Exercise A: Translate this sentence from the upadacitinib versus tofacitinib abstract into Spanish: "Pts with moderately to severely active UC achieved greater clinical efficacy and similar safety during induction treatment with UPA compared to TOFA based on MAIC, suggesting a favorable benefit-risk profile of UPA in the JAK class."
Exercise B: Summarize the upadacitinib versus tofacitinib abstract in two sentences.
--- Document section Enclosed Below ---
P658 Comparative Efficacy and Safety of Upadacitinib Versus Tofacitinib as Induction Therapy in Patients With Moderately to Severely Active Ulcerative Colitis: A Matching-Adjusted Indirect Comparison

Reinisch, W.(1)*;Tran, J.(2,3);Patel, K.(4);Borruel, N.(5);Melmed, G.Y.(6);Wegrzyn, L.(3);Levy, G.(3);Ilo, D.(3);Sanchez Gonzalez, Y.(3);Panaccione, R.(7);

(1)Medical University of Vienna, n/a, Wien, Austria;(2)University of Washington, The Comparative Health Outcomes- Policy- and Economics Institute, Seattle, United States;(3)AbbVie Inc., n/a, Chicago, United States;(4)St. George's University Hospital, NHS Foundation Trust, London, United Kingdom;(5)Hospital Vall d'Hebron, Crohn's and Colitis Attention Unit- Digestive System Service, Barcelona, Spain;(6)Cedars-Sinai Medical Center, n/a, Los Angeles, United States;(7)University of Calgary, Department of Gastroenterology and Hepatology, Calgary, Canada;


Upadacitinib (UPA) and tofacitinib (TOFA) are Janus kinase (JAK) inhibitors approved for the treatment of patients (pts) with moderately to severely active ulcerative colitis (UC), but evidence on their comparative efficacy and safety is limited. This study conducted a placebo (PBO)-anchored matching-adjusted indirect comparison (MAIC) of efficacy and safety induction outcomes between UPA and TOFA.


Pts received oral UPA 45 mg once daily or PBO for 8 weeks in the phase 3 induction studies U-ACHIEVE Induction (NCT02819635) and U-ACCOMPLISH (NCT03653026), and oral TOFA 10 mg twice daily or PBO for 8 weeks in phase 3 OCTAVE 1 and 2 Induction trials (NCT01458951, NCT01465763). MAIC of efficacy outcomes was conducted for bio-naïve and bio-failure pts. These included clinical remission per full Mayo score (FMS; FMS ≤2 with no subscore >1), clinical response per FMS (decrease from baseline in FMS ≥3 points and ≥30%, with a decrease in rectal bleeding score [RBS] of ≥1 or an absolute RBS of 0 or 1), and endoscopic improvement (EI; endoscopic subscore [ES] 0 or 1). The overall population was used to assess endoscopic remission (ER; ES of 0) and safety outcomes including any adverse events (AEs), serious AEs (SAEs) and discontinuation (DC) due to AEs. Baseline characteristics of age, gender, extent and duration of disease, FMS, and corticosteroid use from UPA trials were weighted to match reported OCTAVE pts for primary efficacy outcomes, plus weight, C-reactive protein, and haemoglobin for ER and safety outcomes. Numbers needed to treat/harm (NNT/NNH) were calculated as the inverse of the difference in proportions achieving efficacy/safety outcomes between UPA and TOFA.


The MAIC used data from 961 and 977 UPA pts for primary efficacy and ER/safety outcomes, respectively, and 1,139 TOFA pts. A greater proportion of pts receiving UPA vs TOFA in bio-naïve and bio-failure groups achieved clinical remission, clinical response, and EI (p <0.05, Table 1). PBO-adjusted differences between UPA vs TOFA for clinical remission, clinical response, and EI were 14.6%, 23.0%, and 25.1%, respectively, for bio-naïve pts and 8.5%, 27.7%, and 14.3% for bio-failed pts. ER was also higher in UPA vs TOFA (8.6% difference, p < 0.001). AEs and SAEs were not statistically different between UPA and TOFA pts, but proportion of DC due to AEs were lower in UPA vs TOFA (p < 0.05, Table 2). NNT/NNH analysis showed a favorable benefit-risk profile of UPA vs TOFA.


Pts with moderately to severely active UC achieved greater clinical efficacy and similar safety during induction treatment with UPA compared to TOFA based on MAIC, suggesting a favorable benefit-risk profile of UPA in the JAK class.
--- End of Enclosed Document section ---
--- Information supplied Enclosed Below ---
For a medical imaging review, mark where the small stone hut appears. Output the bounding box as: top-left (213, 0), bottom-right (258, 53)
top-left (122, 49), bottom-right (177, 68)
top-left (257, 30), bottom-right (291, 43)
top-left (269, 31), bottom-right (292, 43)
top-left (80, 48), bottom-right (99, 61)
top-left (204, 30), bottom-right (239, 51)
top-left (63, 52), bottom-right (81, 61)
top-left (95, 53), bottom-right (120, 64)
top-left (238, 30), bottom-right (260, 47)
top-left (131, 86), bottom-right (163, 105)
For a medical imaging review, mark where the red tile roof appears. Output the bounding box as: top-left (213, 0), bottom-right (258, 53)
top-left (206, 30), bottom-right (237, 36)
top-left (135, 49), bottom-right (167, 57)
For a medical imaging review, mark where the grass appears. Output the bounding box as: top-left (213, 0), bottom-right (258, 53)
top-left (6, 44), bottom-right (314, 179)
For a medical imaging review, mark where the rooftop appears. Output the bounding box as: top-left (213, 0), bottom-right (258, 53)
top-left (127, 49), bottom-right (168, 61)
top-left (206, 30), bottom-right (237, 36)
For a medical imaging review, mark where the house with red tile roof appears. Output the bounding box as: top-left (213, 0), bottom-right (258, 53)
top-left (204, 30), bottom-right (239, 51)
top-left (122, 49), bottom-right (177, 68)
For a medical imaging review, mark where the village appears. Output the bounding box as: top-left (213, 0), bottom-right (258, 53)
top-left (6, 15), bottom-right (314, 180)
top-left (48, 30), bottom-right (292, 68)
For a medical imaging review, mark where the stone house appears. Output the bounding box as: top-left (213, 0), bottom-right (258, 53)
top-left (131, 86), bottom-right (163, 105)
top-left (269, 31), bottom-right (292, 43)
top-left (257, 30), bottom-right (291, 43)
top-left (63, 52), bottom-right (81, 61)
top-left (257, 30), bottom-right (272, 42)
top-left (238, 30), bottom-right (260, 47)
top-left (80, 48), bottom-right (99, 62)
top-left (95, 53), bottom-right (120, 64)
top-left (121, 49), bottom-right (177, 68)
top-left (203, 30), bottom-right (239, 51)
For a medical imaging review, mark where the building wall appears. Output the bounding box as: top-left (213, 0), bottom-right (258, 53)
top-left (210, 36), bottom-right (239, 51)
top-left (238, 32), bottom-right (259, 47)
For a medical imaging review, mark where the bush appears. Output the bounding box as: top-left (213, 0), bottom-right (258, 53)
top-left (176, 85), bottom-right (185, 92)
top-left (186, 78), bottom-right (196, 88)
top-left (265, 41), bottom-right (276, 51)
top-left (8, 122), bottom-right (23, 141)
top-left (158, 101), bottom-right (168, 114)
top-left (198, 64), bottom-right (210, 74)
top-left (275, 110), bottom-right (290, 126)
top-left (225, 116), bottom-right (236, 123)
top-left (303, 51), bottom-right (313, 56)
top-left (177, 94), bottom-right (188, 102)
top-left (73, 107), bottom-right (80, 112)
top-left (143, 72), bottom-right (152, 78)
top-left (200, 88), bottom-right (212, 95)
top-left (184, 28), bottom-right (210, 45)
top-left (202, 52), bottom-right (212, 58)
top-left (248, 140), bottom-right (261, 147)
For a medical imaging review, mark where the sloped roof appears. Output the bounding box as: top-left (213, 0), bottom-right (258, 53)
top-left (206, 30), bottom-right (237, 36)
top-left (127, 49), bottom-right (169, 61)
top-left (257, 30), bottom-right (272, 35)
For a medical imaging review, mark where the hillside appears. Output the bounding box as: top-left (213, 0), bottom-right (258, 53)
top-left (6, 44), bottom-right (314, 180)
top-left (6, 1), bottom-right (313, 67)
--- End of Enclosed Information supplied ---
--- Information supplied Enclosed Below ---
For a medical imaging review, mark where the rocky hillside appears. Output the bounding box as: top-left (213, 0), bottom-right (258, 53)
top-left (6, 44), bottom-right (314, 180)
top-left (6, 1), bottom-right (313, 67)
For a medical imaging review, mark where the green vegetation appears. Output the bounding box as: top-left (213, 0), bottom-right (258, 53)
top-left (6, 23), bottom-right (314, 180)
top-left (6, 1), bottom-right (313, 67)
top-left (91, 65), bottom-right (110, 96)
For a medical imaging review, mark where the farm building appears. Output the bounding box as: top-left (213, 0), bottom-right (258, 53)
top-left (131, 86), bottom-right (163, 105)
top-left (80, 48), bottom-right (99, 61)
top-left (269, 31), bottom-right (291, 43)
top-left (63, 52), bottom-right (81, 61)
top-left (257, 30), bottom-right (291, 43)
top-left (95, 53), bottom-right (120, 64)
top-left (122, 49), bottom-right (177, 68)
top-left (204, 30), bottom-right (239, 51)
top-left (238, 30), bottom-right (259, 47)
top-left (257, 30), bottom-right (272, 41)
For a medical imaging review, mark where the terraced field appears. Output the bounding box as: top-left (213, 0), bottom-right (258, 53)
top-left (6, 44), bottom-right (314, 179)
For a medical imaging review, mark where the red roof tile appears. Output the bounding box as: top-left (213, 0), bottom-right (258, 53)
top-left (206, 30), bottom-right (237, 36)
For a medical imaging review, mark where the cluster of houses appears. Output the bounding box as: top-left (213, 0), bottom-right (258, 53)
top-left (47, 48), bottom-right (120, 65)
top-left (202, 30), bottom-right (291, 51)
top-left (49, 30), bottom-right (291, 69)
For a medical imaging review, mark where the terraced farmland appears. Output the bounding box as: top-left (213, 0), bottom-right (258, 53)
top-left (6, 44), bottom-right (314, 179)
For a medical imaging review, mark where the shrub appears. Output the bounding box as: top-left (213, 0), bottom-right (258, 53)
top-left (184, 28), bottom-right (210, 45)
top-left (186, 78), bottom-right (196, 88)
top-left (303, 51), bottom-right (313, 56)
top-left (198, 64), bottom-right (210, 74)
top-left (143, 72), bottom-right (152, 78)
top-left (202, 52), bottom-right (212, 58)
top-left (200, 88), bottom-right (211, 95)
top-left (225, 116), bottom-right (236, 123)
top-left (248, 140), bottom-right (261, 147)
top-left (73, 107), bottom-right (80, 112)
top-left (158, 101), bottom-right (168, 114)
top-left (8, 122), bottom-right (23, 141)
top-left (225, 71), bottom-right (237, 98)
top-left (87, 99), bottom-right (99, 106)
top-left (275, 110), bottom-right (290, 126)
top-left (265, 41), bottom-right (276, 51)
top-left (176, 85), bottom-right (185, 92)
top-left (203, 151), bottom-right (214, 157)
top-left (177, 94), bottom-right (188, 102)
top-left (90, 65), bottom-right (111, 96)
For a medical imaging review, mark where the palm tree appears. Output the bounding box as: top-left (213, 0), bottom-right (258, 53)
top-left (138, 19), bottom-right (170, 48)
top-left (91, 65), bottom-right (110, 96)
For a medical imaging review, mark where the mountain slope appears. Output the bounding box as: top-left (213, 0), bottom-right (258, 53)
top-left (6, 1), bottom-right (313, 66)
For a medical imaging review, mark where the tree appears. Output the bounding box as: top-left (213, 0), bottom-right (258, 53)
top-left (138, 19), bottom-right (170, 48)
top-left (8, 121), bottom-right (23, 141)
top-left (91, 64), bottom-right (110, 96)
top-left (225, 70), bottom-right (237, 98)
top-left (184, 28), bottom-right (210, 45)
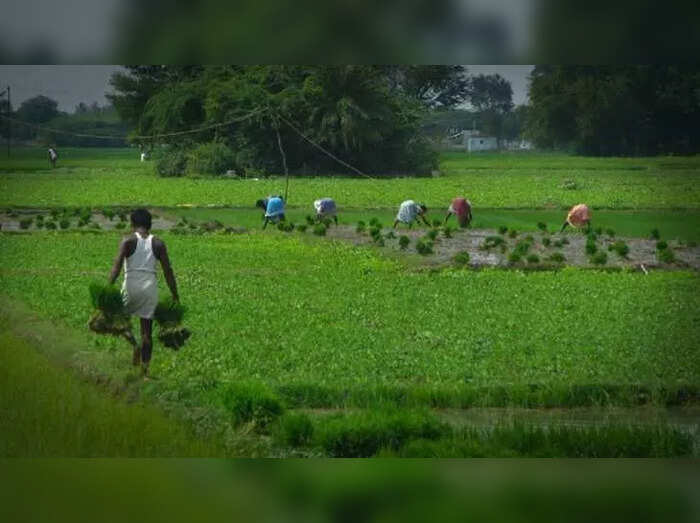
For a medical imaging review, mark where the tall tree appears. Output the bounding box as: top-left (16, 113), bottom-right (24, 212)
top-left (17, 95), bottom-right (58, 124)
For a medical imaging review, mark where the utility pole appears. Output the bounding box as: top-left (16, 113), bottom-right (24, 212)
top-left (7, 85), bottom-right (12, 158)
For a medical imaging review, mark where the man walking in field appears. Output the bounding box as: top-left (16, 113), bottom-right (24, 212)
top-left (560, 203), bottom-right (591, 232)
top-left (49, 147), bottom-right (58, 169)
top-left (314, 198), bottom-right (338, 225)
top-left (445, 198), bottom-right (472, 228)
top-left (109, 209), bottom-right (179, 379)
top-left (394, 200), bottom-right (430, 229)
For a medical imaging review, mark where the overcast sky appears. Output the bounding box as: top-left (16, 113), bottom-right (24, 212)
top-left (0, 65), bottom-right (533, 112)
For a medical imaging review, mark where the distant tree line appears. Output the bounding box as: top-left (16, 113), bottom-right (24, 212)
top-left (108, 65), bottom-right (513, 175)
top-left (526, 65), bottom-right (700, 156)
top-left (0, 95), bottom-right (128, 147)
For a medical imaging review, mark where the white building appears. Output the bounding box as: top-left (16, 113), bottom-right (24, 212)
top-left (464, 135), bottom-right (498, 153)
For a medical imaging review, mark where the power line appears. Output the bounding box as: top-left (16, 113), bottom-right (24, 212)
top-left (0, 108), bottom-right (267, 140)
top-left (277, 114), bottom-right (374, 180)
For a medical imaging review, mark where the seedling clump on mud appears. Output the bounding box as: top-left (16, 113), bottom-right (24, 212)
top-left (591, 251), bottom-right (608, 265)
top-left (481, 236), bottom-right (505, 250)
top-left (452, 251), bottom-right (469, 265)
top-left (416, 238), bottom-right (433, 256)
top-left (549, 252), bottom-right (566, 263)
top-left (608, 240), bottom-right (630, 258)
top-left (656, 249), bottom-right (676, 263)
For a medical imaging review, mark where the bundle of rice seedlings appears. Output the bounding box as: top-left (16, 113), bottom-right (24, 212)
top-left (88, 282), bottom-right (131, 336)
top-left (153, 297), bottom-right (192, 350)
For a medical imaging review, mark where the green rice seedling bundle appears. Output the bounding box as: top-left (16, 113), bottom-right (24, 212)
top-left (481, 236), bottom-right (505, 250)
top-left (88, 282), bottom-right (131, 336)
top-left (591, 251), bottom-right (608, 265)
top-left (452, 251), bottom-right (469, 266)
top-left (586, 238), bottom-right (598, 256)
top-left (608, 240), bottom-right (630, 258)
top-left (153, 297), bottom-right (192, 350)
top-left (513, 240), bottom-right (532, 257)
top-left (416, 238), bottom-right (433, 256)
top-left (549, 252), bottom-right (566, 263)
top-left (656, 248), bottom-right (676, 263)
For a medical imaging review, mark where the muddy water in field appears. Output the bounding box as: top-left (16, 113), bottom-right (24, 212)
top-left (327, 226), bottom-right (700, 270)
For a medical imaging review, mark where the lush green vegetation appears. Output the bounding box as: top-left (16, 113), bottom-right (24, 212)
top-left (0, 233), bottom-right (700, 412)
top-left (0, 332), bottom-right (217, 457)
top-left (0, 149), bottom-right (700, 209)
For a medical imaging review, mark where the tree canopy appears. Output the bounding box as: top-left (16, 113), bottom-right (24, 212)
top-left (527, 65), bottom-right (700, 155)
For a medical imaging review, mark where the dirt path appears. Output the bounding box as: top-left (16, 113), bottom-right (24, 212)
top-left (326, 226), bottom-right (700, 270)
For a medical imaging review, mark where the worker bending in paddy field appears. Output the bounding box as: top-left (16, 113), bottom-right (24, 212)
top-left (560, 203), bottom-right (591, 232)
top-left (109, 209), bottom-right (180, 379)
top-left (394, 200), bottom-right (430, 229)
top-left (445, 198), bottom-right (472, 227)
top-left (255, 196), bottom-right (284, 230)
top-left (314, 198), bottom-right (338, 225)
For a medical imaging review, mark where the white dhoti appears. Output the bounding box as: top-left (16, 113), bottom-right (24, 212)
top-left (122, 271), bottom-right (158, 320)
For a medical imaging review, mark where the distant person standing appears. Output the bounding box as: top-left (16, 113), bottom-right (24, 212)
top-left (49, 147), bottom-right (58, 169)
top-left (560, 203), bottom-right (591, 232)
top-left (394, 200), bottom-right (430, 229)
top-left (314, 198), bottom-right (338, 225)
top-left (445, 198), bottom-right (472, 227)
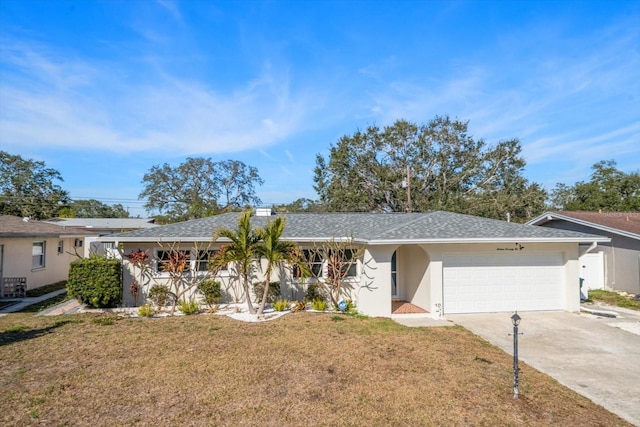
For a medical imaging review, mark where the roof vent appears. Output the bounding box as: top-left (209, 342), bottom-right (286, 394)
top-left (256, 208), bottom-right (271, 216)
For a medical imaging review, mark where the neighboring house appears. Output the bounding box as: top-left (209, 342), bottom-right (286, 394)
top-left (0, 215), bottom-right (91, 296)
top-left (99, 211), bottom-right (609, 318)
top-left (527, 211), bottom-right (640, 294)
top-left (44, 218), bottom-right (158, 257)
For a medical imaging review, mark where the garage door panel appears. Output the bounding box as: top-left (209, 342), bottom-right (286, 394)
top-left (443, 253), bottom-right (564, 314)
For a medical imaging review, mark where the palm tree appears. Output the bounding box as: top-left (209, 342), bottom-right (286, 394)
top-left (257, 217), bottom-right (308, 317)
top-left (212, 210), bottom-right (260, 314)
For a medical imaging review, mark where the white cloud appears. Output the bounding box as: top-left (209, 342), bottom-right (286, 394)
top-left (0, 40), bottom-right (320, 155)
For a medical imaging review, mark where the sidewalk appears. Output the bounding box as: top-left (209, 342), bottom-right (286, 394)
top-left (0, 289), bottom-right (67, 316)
--- End of Enclosed Information supplied ---
--- Information supplied Enclosed Below ---
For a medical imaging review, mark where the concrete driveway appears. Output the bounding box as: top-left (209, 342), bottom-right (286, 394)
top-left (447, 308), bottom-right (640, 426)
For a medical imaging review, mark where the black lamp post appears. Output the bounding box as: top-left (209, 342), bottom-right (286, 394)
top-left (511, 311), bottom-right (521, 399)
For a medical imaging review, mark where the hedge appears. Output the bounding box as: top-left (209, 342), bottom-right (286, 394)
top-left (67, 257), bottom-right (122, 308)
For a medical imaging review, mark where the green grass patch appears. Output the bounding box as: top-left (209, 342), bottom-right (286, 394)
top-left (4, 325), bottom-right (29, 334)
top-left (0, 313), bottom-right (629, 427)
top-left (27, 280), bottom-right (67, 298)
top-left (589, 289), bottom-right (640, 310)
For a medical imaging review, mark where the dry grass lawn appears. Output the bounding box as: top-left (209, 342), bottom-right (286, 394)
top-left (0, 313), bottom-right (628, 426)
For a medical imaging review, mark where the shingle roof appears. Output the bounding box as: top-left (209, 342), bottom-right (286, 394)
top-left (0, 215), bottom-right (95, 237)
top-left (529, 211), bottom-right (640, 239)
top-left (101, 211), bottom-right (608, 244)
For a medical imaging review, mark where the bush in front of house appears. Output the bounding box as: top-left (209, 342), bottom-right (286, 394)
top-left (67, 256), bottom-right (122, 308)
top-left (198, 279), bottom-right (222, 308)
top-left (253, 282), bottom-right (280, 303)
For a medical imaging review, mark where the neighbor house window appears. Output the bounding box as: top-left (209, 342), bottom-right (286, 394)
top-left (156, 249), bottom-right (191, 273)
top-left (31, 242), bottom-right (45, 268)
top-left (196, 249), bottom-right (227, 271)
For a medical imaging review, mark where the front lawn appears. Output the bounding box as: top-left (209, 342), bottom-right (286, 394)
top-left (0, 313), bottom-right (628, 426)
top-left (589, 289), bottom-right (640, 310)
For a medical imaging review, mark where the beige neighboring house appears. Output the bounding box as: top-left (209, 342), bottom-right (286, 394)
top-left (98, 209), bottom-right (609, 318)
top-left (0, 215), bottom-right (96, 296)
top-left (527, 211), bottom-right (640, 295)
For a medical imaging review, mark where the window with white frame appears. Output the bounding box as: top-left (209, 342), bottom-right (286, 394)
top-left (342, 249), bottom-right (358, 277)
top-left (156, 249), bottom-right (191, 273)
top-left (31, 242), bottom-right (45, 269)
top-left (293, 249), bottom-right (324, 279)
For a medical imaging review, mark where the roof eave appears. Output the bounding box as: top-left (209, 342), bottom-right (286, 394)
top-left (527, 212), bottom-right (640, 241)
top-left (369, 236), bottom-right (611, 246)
--- End of Enclosed Information supplied ---
Answer A: Los pacientes con CU activa de moderada a grave lograron una mayor eficacia clínica y una seguridad similar durante el tratamiento de inducción con UPA en comparación con TOFA según el MAIC, lo que sugiere un perfil de beneficio-riesgo favorable de UPA dentro de la clase de los JAK.

Answer B: Using data from phase 3 induction trials, the study carried out a placebo-anchored matching-adjusted indirect comparison of upadacitinib and tofacitinib as induction therapy for moderately to severely active ulcerative colitis. Upadacitinib led to higher rates of clinical remission, clinical response, endoscopic improvement and endoscopic remission, with no statistical difference in adverse events or serious adverse events and fewer discontinuations due to adverse events, which suggests a favorable benefit-risk profile.